[Dataset entries]
········
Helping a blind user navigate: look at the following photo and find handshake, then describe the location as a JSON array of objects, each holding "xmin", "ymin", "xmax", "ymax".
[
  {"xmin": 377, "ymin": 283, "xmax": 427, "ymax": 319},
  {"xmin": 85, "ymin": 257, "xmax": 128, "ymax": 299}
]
········
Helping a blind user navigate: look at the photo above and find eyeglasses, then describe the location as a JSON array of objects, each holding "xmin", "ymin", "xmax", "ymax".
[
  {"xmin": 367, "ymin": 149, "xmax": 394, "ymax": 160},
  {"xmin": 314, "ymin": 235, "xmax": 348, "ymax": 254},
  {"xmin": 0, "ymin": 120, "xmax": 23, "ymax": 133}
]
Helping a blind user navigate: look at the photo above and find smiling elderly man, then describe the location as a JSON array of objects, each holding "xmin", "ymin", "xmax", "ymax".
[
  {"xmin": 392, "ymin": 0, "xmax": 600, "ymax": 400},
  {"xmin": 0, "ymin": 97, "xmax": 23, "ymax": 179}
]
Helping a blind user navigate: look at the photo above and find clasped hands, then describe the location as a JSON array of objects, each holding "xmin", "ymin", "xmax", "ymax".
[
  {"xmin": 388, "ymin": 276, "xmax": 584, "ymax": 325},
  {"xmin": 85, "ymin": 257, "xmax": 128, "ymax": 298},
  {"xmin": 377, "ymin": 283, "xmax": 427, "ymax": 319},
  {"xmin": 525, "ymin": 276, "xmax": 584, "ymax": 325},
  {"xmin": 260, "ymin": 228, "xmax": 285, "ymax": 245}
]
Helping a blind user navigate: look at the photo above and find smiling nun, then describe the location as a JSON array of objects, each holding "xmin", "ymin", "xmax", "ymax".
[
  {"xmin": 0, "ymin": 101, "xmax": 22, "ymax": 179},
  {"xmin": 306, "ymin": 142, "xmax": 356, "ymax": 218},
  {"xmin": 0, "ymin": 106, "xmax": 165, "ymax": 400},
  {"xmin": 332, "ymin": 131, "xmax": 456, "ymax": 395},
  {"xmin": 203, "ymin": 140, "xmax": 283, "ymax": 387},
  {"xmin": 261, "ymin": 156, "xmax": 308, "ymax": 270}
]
········
## Exercise details
Please count the lines in the items above that contain the string "smiling", treating uppercase and lowercase as different, and reply with that number alone.

## The response
2